Can you reproduce every one of the records below word for word, omitting the pictures?

(Dataset rows)
● ● ●

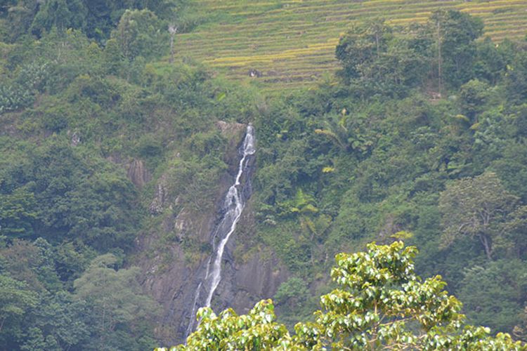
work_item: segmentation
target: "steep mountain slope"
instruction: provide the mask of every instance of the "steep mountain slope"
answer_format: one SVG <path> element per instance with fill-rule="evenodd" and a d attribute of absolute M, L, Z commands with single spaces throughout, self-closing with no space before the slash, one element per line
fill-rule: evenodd
<path fill-rule="evenodd" d="M 203 23 L 177 35 L 176 47 L 229 78 L 278 92 L 333 72 L 339 37 L 357 21 L 424 22 L 438 8 L 481 17 L 485 34 L 498 41 L 527 31 L 526 0 L 197 0 L 193 11 Z"/>

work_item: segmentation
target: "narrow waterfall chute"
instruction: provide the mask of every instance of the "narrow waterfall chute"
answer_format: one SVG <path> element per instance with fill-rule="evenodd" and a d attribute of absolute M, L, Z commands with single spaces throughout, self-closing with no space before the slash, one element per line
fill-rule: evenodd
<path fill-rule="evenodd" d="M 190 322 L 187 328 L 186 336 L 188 336 L 194 329 L 194 324 L 196 322 L 195 319 L 195 312 L 198 306 L 202 303 L 200 301 L 202 290 L 205 289 L 207 293 L 207 298 L 204 301 L 204 303 L 202 305 L 210 307 L 214 292 L 221 281 L 221 260 L 225 247 L 231 234 L 236 229 L 236 225 L 240 220 L 245 206 L 246 199 L 244 197 L 244 187 L 247 186 L 247 184 L 249 184 L 249 182 L 247 180 L 242 184 L 242 176 L 249 167 L 250 157 L 254 155 L 255 152 L 254 128 L 249 124 L 247 128 L 243 144 L 240 147 L 241 157 L 234 184 L 229 187 L 225 195 L 223 201 L 224 214 L 218 225 L 216 226 L 212 235 L 213 252 L 207 260 L 204 277 L 200 282 L 196 289 L 191 310 Z"/>

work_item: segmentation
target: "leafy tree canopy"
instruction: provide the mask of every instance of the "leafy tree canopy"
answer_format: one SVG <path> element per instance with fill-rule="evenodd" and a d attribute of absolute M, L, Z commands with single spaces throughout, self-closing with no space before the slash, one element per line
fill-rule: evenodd
<path fill-rule="evenodd" d="M 197 331 L 171 350 L 527 350 L 509 334 L 464 325 L 462 304 L 441 276 L 415 274 L 417 252 L 396 241 L 337 255 L 331 277 L 339 288 L 320 297 L 315 322 L 297 324 L 293 336 L 267 300 L 241 316 L 200 309 Z"/>

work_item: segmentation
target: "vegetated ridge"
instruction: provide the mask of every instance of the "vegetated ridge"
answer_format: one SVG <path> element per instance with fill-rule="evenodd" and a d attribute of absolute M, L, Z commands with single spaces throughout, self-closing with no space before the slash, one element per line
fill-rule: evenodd
<path fill-rule="evenodd" d="M 481 18 L 484 35 L 496 41 L 527 32 L 526 0 L 197 0 L 194 8 L 204 22 L 176 36 L 179 53 L 275 92 L 308 86 L 334 72 L 339 37 L 358 22 L 422 22 L 444 8 Z M 254 71 L 261 77 L 251 77 Z"/>

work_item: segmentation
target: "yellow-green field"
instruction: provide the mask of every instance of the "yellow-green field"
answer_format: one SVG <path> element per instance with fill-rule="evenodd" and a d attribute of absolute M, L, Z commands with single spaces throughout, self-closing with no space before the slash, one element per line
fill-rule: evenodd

● ● ●

§ REPLY TO THE EXERCISE
work_item: segmentation
target: "steep mountain slope"
instruction: provide the mask of every instance of the "steep mountain slope"
answer_format: one SVG <path> element per instance with fill-rule="evenodd" and a d attribute of absolute M, L, Z commands with single spaces throughout, self-closing with no space before the slash, one element per line
fill-rule: evenodd
<path fill-rule="evenodd" d="M 203 23 L 177 35 L 176 47 L 229 78 L 278 92 L 333 72 L 339 37 L 357 21 L 424 22 L 438 8 L 481 17 L 485 34 L 498 41 L 527 31 L 526 0 L 197 0 L 193 11 Z"/>

work_item: segmentation
target: "narrow waterfall chute"
instruction: provide the mask of every instance of the "narrow waterfall chute"
answer_format: one SVG <path> element per instance with fill-rule="evenodd" and a d attribute of absolute M, L, Z commands with single spaces throughout, self-closing with no space before the slash, one element per line
fill-rule: evenodd
<path fill-rule="evenodd" d="M 190 322 L 187 328 L 186 336 L 188 336 L 194 329 L 194 324 L 196 322 L 195 319 L 195 312 L 198 306 L 202 303 L 200 301 L 202 290 L 205 289 L 207 293 L 207 298 L 204 301 L 204 303 L 202 305 L 210 307 L 214 292 L 221 281 L 221 260 L 225 247 L 231 234 L 236 229 L 236 225 L 240 220 L 245 206 L 246 199 L 244 197 L 244 187 L 247 186 L 247 184 L 249 184 L 249 182 L 247 180 L 242 184 L 242 176 L 249 167 L 250 157 L 254 155 L 255 152 L 254 128 L 249 124 L 247 128 L 243 144 L 240 147 L 241 157 L 234 184 L 229 187 L 225 195 L 223 201 L 224 214 L 218 225 L 216 226 L 212 235 L 213 252 L 207 260 L 204 277 L 200 282 L 196 289 L 191 310 Z"/>

work_item: segmentation
target: "leafy tree canopy"
instruction: provide the mask of every instance of the "leafy tree canopy"
answer_format: one SVG <path> element per instance with fill-rule="evenodd" and a d attribute of absolute M, L, Z commands with single spaces throughout, self-closing with no space before the slash, one element per line
fill-rule: evenodd
<path fill-rule="evenodd" d="M 197 331 L 171 350 L 527 350 L 509 334 L 464 325 L 462 304 L 441 276 L 415 274 L 417 252 L 396 241 L 337 255 L 331 277 L 339 288 L 320 297 L 315 322 L 297 324 L 293 336 L 267 300 L 241 316 L 200 309 Z"/>

work_item: segmentation
target: "vegetated ridge"
instruction: provide the mask of every instance of the "vegetated ridge"
answer_format: one SVG <path> element per instance with fill-rule="evenodd" and a d attribute of absolute M, L, Z commands with single spaces throughout, self-closing with no space before the slash, one element per line
fill-rule: evenodd
<path fill-rule="evenodd" d="M 481 18 L 484 35 L 496 41 L 527 32 L 526 0 L 197 0 L 194 8 L 204 22 L 176 36 L 179 53 L 275 92 L 308 86 L 334 72 L 339 37 L 358 22 L 422 22 L 444 8 Z M 254 71 L 261 77 L 251 77 Z"/>

work_item: segmentation
target: "yellow-green field"
instruction: provide the mask of every instance of the "yellow-green field"
answer_format: one SVG <path> element per instance with fill-rule="evenodd" and a d attribute of absolute M, L, Z commands with single spaces throughout, self-closing with no space before the slash, one element per line
fill-rule: evenodd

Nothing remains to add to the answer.